» **What is being asked**
Please copy out these items, switching every "instance" to "occurrence" and leaving everything else unchanged.

....................

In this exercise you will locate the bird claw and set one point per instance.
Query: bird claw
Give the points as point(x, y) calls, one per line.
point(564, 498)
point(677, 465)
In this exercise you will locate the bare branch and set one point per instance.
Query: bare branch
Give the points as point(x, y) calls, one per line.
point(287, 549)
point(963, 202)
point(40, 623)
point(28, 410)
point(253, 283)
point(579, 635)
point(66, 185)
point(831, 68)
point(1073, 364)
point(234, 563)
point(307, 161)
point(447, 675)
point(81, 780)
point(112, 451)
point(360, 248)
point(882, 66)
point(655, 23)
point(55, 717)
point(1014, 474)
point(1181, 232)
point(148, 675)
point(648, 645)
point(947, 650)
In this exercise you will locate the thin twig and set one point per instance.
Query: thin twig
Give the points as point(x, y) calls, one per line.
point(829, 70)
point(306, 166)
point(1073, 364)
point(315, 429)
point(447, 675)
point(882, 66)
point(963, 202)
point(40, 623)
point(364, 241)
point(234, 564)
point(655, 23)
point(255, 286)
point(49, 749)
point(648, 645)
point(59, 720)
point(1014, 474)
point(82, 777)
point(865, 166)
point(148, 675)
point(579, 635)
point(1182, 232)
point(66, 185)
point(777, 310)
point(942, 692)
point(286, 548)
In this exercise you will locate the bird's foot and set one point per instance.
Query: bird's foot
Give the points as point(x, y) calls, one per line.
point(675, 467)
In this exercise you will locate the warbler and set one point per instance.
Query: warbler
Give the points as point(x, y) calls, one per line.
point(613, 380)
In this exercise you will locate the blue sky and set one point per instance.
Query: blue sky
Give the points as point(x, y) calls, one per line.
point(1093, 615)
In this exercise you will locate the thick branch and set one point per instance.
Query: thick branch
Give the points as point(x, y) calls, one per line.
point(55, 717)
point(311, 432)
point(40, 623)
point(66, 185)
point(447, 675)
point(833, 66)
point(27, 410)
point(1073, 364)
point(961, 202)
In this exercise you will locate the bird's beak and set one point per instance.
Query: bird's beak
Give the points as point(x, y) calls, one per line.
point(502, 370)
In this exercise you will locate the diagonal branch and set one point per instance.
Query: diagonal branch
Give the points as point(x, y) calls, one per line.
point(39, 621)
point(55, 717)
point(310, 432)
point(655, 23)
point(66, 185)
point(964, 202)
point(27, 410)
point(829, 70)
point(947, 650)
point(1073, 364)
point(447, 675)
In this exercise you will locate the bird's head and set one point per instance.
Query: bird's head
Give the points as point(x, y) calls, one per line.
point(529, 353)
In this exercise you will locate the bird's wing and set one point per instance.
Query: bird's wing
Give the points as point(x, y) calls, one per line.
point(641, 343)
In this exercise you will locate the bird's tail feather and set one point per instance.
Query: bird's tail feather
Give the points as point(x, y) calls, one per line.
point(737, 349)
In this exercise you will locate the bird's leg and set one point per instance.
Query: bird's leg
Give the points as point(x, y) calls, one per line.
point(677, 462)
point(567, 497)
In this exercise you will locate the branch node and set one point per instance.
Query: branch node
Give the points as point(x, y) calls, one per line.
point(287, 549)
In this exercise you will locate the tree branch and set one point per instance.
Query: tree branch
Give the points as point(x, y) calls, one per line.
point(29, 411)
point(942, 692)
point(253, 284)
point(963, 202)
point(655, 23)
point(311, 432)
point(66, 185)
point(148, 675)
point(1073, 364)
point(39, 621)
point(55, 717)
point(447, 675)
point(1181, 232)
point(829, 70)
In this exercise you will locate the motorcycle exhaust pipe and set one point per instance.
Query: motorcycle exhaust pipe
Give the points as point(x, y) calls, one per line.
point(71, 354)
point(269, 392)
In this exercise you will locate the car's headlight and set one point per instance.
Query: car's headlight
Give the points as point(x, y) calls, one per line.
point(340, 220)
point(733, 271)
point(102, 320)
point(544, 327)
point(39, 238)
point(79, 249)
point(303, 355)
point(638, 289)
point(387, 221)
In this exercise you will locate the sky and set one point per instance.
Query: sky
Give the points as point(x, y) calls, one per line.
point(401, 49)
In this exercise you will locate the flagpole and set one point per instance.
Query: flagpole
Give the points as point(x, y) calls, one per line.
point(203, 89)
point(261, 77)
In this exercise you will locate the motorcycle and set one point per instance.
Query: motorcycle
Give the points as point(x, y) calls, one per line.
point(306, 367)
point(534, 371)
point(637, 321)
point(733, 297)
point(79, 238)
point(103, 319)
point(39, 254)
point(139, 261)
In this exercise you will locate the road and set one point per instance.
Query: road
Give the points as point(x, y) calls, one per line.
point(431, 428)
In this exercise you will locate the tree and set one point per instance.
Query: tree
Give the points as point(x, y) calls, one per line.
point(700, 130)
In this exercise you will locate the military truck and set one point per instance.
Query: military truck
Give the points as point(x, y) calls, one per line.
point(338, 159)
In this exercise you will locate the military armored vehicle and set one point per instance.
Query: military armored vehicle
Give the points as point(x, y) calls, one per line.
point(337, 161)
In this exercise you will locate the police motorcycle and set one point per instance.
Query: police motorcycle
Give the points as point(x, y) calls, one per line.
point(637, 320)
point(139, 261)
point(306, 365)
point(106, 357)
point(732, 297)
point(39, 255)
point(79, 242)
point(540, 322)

....................

» **Output**
In this exercise you will locate the bird claw and set one point per occurrence.
Query: bird claw
Give the points as point(x, y) calls, one per line.
point(564, 498)
point(677, 465)
In this exercise you will locate the bare branch and set one point per occurrence.
Query: bare branch
Give the points as point(x, y) calls, one per line.
point(287, 549)
point(963, 202)
point(40, 623)
point(28, 410)
point(253, 283)
point(579, 635)
point(66, 185)
point(831, 68)
point(1073, 364)
point(234, 563)
point(307, 161)
point(447, 675)
point(81, 780)
point(112, 451)
point(360, 248)
point(882, 66)
point(655, 23)
point(55, 717)
point(1014, 474)
point(1181, 232)
point(148, 675)
point(648, 645)
point(947, 650)
In this exercise you will locate the thin twig and set one point per occurrence.
Query: thin twig
Give the points as point(x, y) calls, one per line.
point(829, 70)
point(306, 166)
point(1073, 364)
point(315, 429)
point(447, 675)
point(882, 66)
point(963, 202)
point(40, 623)
point(364, 241)
point(234, 564)
point(655, 23)
point(255, 286)
point(49, 749)
point(648, 645)
point(59, 720)
point(1014, 474)
point(82, 777)
point(865, 166)
point(148, 675)
point(579, 635)
point(1182, 232)
point(66, 185)
point(777, 310)
point(942, 692)
point(286, 548)
In this exercise you will locate the bird's foot and set one point per occurrence.
Query: bird's foot
Give the points as point(x, y) calls, one per line.
point(675, 467)
In this exercise you will locate the warbler and set one point per occurrence.
Query: warbler
Give the points as point(x, y) calls, one per line.
point(613, 380)
In this exercise you will locate the blue sky and set one point per occurrence.
Query: blue sky
Give the points as point(x, y) calls, one per line.
point(1093, 615)
In this exercise you will locate the thick branch and set one point per occurrence.
Query: thick branch
Give the points as point(x, y) calls, one per line.
point(55, 717)
point(311, 432)
point(40, 623)
point(66, 185)
point(447, 675)
point(833, 66)
point(27, 410)
point(1073, 364)
point(961, 202)
In this exercise you will locate the bird's beak and set one point per occurrence.
Query: bird's beak
Give the points as point(x, y) calls, one per line.
point(502, 370)
In this exercise you will locate the diagonal branch and set one point per occurrence.
Query: diagonal branch
Give the points as point(x, y) calls, one per line.
point(39, 621)
point(55, 717)
point(310, 432)
point(655, 23)
point(66, 185)
point(964, 202)
point(27, 410)
point(829, 70)
point(947, 650)
point(1073, 364)
point(447, 675)
In this exercise you will locate the bird's head and set one point per occurrence.
Query: bird's head
Give the points as point(x, y) calls, one per line.
point(529, 353)
In this exercise you will locate the bird's wing and set one point per occurrence.
Query: bird's wing
Give the points as point(x, y) calls, one per line.
point(641, 343)
In this exercise you will locate the bird's tail feather and set one point per occurrence.
Query: bird's tail feather
Give the points as point(x, y) calls, one per line.
point(737, 349)
In this exercise you will locate the bird's leg and set one point per occurrence.
Query: bird's leg
Give the points as point(x, y) calls, one per line.
point(677, 462)
point(567, 497)
In this exercise you will locate the branch node and set one point per occurrence.
Query: branch node
Give the points as point(x, y) calls, one per line.
point(287, 549)
In this exercise you will locate the tree branch and set one point per occurrence.
Query: tree branch
Give the points as point(x, y) calls, one per line.
point(29, 411)
point(942, 692)
point(253, 284)
point(963, 202)
point(655, 23)
point(311, 432)
point(66, 185)
point(148, 675)
point(1073, 364)
point(39, 621)
point(55, 717)
point(447, 675)
point(1181, 232)
point(829, 70)
In this exercise you will locate the motorcycle exhaust pipe and set one point per occurrence.
Query: motorcycle exhaust pipe
Give the points as point(x, y) calls, one per line.
point(71, 354)
point(269, 392)
In this exercise you will locate the car's headlight and set one point per occurrence.
Query: car's headlight
Give the points as point(x, y) calls, one per line.
point(340, 220)
point(733, 271)
point(102, 320)
point(544, 327)
point(39, 238)
point(79, 249)
point(303, 355)
point(638, 289)
point(387, 221)
In this exercise you will locate the sky and set one point per occurrence.
Query: sky
Give the points as point(x, y) calls, one per line.
point(401, 49)
In this exercise you will locate the flagpole and set one point per occurrence.
Query: flagpole
Give the points as point(x, y) calls, one per line.
point(203, 89)
point(261, 77)
In this exercise you will locate the motorcycle and set one point per occurrence.
Query: motorcycle
Give the points as point(x, y) calls, one per line.
point(306, 367)
point(534, 371)
point(637, 321)
point(733, 297)
point(79, 238)
point(103, 319)
point(39, 254)
point(139, 261)
In this exercise you will locate the road and set one point per occurrence.
Query: road
Give the points as point(x, y) calls, one per line.
point(431, 428)
In this exercise you will locate the tree and set one point per occurrence.
Query: tree
Give the points as point(x, y) calls, one per line.
point(700, 130)
In this exercise you will locate the military truck and set one point per occurrence.
Query: military truck
Give the points as point(x, y) calls, one per line.
point(338, 159)
In this exercise you will locate the military armored vehicle and set one point per occurrence.
Query: military armored vehicle
Give the points as point(x, y) calls, one per line.
point(337, 161)
In this exercise you will locate the police motorcycle and set one point per occurrence.
Query: police motorcycle
Give the points as point(x, y) calls, one per line.
point(637, 320)
point(139, 261)
point(306, 365)
point(106, 357)
point(732, 297)
point(39, 255)
point(79, 242)
point(540, 322)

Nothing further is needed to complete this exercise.